— PROMPT —
Transcribe the listing below word for word, reproducing every line unchanged and in its original order.

— DATA PROVIDED —
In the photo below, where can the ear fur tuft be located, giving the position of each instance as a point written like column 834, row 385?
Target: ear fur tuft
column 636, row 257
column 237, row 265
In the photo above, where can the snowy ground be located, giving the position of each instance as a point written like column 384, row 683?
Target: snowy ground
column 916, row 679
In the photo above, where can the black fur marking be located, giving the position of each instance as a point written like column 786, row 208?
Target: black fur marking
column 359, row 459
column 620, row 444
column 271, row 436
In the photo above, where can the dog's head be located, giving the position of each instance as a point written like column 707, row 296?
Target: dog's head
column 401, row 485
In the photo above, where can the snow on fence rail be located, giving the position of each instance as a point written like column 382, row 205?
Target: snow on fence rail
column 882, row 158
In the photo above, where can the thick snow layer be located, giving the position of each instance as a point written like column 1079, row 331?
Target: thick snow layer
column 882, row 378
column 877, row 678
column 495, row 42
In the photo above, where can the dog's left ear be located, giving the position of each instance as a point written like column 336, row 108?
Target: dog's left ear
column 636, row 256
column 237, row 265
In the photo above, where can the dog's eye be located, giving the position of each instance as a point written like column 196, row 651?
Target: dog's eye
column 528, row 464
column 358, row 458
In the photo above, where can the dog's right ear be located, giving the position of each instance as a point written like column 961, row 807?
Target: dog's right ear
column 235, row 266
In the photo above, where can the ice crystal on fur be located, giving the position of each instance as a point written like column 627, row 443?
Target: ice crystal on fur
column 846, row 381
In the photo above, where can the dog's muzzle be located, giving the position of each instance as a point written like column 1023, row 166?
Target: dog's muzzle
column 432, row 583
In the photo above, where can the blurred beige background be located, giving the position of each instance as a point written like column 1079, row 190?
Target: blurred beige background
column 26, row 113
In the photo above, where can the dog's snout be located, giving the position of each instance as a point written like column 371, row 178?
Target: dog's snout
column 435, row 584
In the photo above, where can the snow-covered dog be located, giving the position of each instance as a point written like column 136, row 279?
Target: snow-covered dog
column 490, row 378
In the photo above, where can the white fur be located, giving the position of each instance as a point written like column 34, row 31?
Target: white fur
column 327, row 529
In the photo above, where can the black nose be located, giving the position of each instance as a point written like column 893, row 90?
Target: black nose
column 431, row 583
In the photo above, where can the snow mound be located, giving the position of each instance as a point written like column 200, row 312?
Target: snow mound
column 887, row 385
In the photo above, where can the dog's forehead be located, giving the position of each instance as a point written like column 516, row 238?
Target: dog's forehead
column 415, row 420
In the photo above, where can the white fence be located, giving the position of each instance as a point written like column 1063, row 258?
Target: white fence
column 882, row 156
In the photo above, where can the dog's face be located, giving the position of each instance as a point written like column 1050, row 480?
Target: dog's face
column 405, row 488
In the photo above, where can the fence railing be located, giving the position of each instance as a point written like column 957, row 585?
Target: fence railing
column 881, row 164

— EXERCISE RESPONSE —
In the photo below, where can the ear fur tuft be located, giving the position of each instance as a point written like column 834, row 385?
Target: ear fur tuft
column 636, row 257
column 237, row 265
In the photo above, where can the snowy ground be located, giving the position of each instance as a point written like column 384, row 683?
Target: snowy ground
column 916, row 679
In the photo above, where can the black fur marking be located, giving the position of each instance as a point written like column 786, row 208?
Target: black fur marking
column 359, row 459
column 620, row 444
column 271, row 436
In the photo above, where can the dog's head be located, giving the position of each instance as a point written like column 707, row 296?
Target: dog's head
column 401, row 485
In the photo above, where can the snow on fence rail be located, giving the position of each instance as a point written like column 382, row 205?
Target: snow on fence rail
column 882, row 158
In the photo above, where can the thick snow layer be located, giving the position of each instance as a point written like column 1079, row 331?
Target: thick snow layer
column 882, row 378
column 877, row 678
column 495, row 42
In the photo above, where can the dog's left ear be located, giving the position of each instance as a point written like column 336, row 108?
Target: dog's left ear
column 636, row 256
column 237, row 265
In the photo above, where can the dog's eye be located, giving the position of each instance as a point written like column 196, row 651?
Target: dog's eye
column 528, row 464
column 358, row 458
In the photo above, where can the dog's right ear be located, giving the position of each instance as a point written like column 961, row 807?
Target: dog's right ear
column 235, row 266
In the photo above, where can the ice crystal on fur be located, giving the position of each instance as a point written like column 627, row 443?
Target: ice crystal on fur
column 846, row 381
In the photo above, where can the dog's muzzle be located, giving the position of each instance as a point written like column 1023, row 166?
Target: dog's muzzle
column 432, row 583
In the photo above, where can the blurred beige background be located, giving the position of each instance as a point written like column 1079, row 190?
Target: blurred beige background
column 26, row 113
In the photo above, where can the dog's snout be located, giving the position of each instance as a point written like column 371, row 178?
Target: dog's snout
column 435, row 584
In the photo above, where can the snow-covered dog be located, giving the position of each instance as a point written like column 136, row 279?
Target: snow-covered dog
column 490, row 378
In the photo above, where can the white fur be located, giving the position of each instance as a point written like column 34, row 31?
Target: white fur
column 327, row 529
In the photo above, where can the black nose be located, giving the position of each instance as a point written like column 893, row 90?
Target: black nose
column 431, row 583
In the photo above, where can the snow mound be located, giving the position of each instance as a point written like column 200, row 312?
Target: snow mound
column 887, row 385
In the photo above, where can the dog's forehead be located, giving the position of each instance as a point written like column 516, row 238?
Target: dog's forehead
column 415, row 420
In the photo above, where can the white fence be located, giving the position of each instance as a point written like column 1063, row 258?
Target: white fence
column 882, row 156
In the photo above, where can the dog's face be located, giving the position of each instance as a point written like column 1050, row 480?
Target: dog's face
column 405, row 488
In the photo above, where can the fence railing be located, giving the position of each instance as a point written like column 957, row 585?
Target: fence railing
column 881, row 164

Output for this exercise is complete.